**WHAT YOU WILL DO:** Pull out every line of the material below that contains the string "target". Matches must have the same uppercase and lowercase letters.

**RECORDS SHOWN:**
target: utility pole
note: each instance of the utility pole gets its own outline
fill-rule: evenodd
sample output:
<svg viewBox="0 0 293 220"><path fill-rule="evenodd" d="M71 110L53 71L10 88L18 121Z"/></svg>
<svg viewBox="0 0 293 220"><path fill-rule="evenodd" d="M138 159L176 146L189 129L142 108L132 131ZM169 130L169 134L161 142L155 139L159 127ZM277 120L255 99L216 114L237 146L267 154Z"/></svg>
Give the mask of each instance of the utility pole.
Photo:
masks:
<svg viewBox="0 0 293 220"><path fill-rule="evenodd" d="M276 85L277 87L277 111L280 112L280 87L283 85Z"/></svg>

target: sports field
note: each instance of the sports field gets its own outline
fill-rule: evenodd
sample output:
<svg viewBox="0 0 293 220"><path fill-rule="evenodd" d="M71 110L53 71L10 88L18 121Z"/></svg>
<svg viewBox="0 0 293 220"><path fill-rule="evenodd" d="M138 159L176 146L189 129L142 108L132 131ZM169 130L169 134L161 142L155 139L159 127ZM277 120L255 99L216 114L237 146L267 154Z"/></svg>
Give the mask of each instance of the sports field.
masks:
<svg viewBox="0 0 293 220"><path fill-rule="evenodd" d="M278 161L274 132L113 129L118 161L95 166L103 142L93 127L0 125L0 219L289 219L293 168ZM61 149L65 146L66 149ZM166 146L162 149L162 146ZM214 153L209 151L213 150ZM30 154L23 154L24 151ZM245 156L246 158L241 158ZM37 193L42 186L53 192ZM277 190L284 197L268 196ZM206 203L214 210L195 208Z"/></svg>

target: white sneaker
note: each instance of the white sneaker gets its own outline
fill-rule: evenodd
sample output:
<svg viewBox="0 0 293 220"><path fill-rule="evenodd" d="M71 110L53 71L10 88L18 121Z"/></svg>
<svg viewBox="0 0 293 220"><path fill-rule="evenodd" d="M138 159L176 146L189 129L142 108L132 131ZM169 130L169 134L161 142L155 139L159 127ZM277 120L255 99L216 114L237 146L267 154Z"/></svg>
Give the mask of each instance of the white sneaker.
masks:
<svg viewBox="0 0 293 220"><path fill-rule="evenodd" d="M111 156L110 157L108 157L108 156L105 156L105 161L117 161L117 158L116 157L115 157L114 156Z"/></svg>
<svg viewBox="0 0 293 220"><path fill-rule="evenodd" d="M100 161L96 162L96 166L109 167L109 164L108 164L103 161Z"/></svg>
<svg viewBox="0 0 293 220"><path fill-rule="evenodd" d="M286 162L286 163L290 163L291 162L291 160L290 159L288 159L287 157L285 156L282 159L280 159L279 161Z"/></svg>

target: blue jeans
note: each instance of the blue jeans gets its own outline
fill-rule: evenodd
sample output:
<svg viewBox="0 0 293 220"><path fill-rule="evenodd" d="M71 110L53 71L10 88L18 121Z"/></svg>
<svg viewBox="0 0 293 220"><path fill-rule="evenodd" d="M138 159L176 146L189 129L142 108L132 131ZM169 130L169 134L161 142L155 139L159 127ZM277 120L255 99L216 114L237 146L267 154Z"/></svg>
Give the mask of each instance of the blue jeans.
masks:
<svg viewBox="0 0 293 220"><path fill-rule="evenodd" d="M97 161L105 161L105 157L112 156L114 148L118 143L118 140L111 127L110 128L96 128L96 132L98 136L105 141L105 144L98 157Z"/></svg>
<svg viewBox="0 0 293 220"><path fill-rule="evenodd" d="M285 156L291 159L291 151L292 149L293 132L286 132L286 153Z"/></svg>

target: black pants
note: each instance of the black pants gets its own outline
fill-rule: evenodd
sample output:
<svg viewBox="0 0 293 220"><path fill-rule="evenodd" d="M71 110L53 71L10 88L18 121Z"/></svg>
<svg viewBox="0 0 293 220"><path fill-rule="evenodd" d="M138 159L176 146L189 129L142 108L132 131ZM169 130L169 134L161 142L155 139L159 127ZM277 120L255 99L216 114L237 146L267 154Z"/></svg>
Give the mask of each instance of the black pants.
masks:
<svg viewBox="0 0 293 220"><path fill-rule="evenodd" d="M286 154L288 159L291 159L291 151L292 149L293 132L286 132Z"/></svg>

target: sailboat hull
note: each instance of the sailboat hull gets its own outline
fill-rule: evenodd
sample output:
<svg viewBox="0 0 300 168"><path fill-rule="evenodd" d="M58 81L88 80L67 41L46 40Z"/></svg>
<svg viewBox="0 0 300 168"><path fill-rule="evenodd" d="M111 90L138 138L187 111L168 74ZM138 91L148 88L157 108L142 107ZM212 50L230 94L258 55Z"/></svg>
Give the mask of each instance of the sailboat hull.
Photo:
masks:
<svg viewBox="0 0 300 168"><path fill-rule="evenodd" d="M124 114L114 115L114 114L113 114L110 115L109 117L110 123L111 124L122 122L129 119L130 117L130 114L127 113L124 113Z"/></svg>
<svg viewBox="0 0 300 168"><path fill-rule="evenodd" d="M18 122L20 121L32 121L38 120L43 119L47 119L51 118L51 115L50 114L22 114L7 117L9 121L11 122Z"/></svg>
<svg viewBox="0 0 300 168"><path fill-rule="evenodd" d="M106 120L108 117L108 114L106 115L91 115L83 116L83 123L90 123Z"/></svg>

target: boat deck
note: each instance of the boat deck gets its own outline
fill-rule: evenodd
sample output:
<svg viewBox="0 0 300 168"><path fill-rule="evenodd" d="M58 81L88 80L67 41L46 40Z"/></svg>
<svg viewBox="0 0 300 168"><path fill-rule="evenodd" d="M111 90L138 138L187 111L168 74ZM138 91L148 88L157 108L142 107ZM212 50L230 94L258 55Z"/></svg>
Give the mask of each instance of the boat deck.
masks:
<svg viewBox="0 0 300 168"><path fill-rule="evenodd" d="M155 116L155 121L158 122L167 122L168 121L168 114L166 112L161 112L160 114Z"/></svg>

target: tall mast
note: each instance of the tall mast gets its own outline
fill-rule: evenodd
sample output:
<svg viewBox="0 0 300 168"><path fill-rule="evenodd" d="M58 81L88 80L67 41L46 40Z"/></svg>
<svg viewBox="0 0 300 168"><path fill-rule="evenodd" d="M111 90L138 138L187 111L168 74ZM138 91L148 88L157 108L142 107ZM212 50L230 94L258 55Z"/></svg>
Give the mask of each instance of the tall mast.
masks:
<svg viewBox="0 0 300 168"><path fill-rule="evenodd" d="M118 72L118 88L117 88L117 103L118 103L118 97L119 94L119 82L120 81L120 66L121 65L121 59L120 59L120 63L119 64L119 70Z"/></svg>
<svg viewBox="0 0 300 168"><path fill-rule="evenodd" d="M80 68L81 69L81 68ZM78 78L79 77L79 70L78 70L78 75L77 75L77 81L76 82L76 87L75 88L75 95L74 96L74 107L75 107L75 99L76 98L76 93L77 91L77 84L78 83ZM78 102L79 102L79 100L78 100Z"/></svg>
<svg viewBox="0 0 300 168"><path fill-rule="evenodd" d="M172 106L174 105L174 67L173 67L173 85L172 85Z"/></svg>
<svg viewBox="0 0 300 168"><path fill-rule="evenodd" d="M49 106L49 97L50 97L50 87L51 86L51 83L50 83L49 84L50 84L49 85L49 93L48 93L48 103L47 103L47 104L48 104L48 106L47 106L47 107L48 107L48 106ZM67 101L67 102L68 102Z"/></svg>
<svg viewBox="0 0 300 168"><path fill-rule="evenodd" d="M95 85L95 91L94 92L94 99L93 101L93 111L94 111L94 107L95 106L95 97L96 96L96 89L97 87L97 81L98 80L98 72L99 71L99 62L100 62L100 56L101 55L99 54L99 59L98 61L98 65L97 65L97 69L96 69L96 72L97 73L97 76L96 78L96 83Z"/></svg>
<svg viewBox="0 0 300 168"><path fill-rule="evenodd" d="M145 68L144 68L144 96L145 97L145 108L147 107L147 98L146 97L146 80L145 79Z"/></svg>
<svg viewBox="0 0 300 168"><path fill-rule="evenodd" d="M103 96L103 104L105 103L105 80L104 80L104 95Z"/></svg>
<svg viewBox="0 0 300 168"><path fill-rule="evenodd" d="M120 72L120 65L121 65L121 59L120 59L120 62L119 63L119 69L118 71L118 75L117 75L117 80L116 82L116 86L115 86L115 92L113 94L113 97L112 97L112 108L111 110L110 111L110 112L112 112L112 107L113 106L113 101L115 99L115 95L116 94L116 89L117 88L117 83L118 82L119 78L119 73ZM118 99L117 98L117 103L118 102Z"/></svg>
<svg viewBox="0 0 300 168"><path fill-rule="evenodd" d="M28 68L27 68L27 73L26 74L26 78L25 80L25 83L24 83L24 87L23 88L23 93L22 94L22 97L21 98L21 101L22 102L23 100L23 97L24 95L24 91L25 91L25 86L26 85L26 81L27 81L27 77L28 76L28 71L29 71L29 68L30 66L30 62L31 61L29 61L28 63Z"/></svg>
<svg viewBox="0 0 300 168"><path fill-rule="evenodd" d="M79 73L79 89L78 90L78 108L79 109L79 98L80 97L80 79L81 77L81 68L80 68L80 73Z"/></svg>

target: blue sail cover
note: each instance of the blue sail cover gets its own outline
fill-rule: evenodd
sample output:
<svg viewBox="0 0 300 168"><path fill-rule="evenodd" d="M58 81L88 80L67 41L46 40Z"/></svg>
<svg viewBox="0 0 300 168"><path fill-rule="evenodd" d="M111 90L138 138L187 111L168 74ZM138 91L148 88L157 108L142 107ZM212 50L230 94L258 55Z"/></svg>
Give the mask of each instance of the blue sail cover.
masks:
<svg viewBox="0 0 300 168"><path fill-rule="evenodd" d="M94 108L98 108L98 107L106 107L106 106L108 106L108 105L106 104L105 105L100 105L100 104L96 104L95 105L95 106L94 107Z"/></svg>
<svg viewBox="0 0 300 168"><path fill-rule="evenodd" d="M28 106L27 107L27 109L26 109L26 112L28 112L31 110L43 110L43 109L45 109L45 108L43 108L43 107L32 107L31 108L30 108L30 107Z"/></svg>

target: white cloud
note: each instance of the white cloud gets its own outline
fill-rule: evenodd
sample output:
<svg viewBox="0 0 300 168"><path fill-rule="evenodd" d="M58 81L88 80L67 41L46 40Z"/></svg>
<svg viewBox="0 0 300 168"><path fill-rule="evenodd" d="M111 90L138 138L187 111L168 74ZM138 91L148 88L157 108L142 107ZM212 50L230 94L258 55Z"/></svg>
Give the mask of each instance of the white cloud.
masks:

**RESPONSE BELOW:**
target: utility pole
target: sports field
target: white sneaker
target: blue jeans
target: black pants
target: sailboat hull
target: boat deck
target: tall mast
target: blue sail cover
target: white cloud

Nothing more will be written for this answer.